WRITTEN INSTRUCTION | Transcribe, word for word, the line containing "target | fog" and each line following it through the end of the listing below. Omit all other lines.

DATA FOR PROCESSING |
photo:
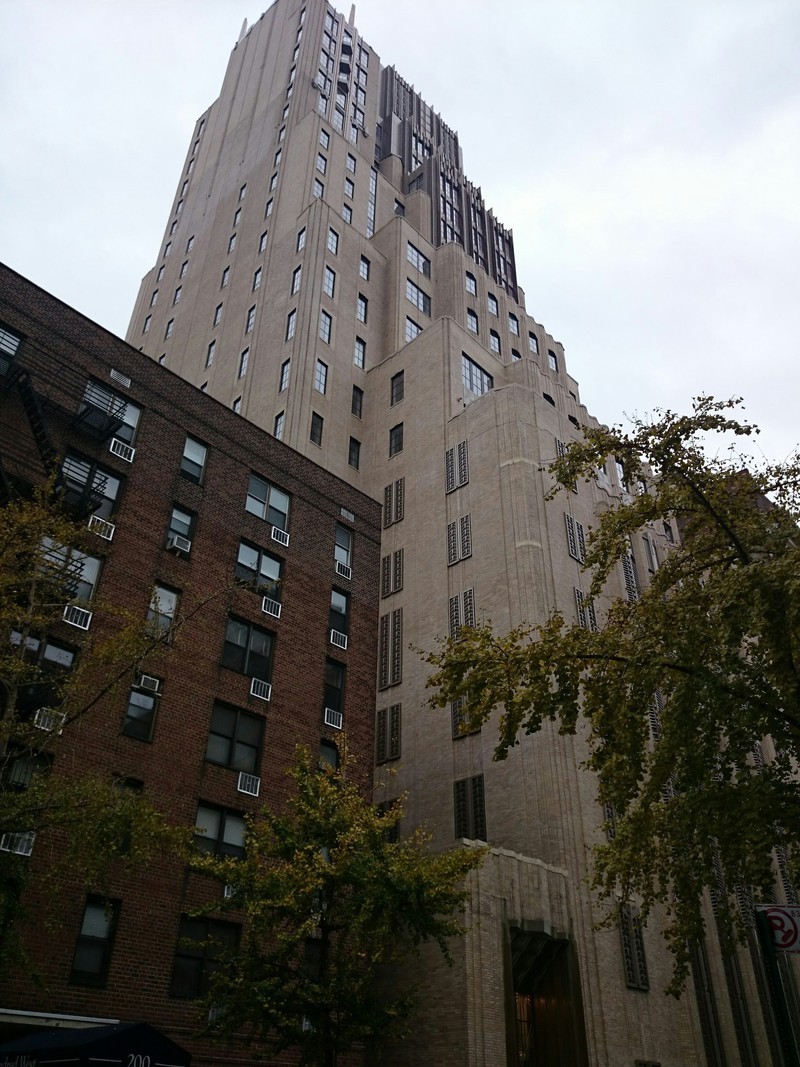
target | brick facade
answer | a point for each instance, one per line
(62, 351)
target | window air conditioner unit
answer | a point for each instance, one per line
(249, 783)
(260, 689)
(120, 448)
(101, 527)
(177, 543)
(333, 718)
(19, 843)
(48, 719)
(270, 606)
(148, 682)
(79, 617)
(338, 639)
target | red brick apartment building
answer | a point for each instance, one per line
(185, 496)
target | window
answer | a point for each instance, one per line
(633, 949)
(416, 258)
(339, 611)
(334, 689)
(387, 733)
(267, 502)
(585, 608)
(95, 941)
(360, 352)
(457, 466)
(89, 488)
(243, 360)
(469, 809)
(285, 367)
(459, 540)
(316, 432)
(397, 391)
(575, 538)
(193, 463)
(392, 573)
(396, 439)
(354, 452)
(320, 377)
(235, 739)
(475, 378)
(412, 329)
(140, 715)
(219, 831)
(181, 523)
(248, 649)
(390, 649)
(344, 545)
(417, 297)
(161, 611)
(394, 502)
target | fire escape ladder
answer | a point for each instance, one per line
(36, 419)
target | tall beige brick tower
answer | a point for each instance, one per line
(329, 272)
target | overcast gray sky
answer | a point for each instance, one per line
(645, 153)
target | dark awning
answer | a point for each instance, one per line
(93, 1045)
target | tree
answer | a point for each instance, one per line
(682, 683)
(331, 895)
(47, 685)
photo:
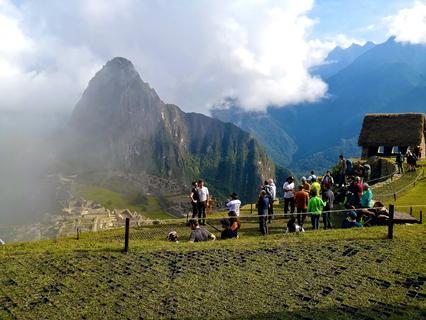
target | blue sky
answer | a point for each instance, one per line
(196, 54)
(354, 17)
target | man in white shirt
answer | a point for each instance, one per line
(273, 195)
(203, 198)
(234, 204)
(288, 188)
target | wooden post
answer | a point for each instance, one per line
(390, 223)
(126, 235)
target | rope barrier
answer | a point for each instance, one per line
(418, 177)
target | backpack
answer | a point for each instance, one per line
(268, 190)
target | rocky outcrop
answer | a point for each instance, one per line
(120, 124)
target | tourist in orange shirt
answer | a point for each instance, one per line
(301, 198)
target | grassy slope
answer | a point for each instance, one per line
(414, 196)
(332, 274)
(111, 199)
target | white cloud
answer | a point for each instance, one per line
(193, 53)
(409, 25)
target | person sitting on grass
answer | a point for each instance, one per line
(350, 221)
(234, 204)
(172, 236)
(315, 206)
(227, 232)
(199, 234)
(367, 197)
(292, 226)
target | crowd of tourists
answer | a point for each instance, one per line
(411, 157)
(313, 196)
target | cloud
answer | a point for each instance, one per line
(194, 53)
(409, 25)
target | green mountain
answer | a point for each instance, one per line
(121, 125)
(389, 77)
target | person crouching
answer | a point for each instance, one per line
(262, 210)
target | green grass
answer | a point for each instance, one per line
(413, 196)
(111, 199)
(350, 274)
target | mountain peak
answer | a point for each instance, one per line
(120, 62)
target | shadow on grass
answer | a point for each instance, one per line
(376, 311)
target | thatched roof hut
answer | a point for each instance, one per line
(387, 131)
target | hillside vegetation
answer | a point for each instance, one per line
(351, 274)
(324, 274)
(148, 205)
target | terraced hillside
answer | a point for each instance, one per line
(336, 274)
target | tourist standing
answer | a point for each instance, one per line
(288, 188)
(315, 187)
(399, 162)
(356, 189)
(262, 210)
(327, 181)
(194, 199)
(301, 198)
(306, 185)
(315, 206)
(273, 197)
(342, 170)
(203, 198)
(328, 197)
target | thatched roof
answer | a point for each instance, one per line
(398, 129)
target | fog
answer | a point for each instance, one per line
(27, 157)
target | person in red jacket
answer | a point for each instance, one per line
(301, 198)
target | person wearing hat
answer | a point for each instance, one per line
(199, 234)
(262, 206)
(306, 185)
(367, 197)
(271, 189)
(315, 206)
(234, 221)
(227, 232)
(234, 204)
(315, 187)
(350, 221)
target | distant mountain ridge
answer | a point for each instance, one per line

TASK OUTPUT |
target | fog
answer | a point for each instance, one per line
(27, 157)
target | person in red jacket
answer | a point for each instance, one per line
(301, 198)
target | person wearing hat
answer | a point for each instance, one per line
(199, 234)
(262, 206)
(306, 185)
(367, 197)
(271, 189)
(315, 206)
(234, 221)
(227, 232)
(234, 204)
(315, 187)
(350, 221)
target | distant mountain ridge
answer | a point for each instance, one per line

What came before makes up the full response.